_Short task_:
Copy the records below line for line, with nothing changed.

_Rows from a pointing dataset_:

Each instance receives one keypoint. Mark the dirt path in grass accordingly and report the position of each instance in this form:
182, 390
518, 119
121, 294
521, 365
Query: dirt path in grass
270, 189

_Problem solution_:
Each instance receives one keypoint. Mark the dirt path in grass accordingly and report the position of each instance in this form:
182, 390
518, 119
121, 294
521, 365
Query: dirt path in grass
270, 189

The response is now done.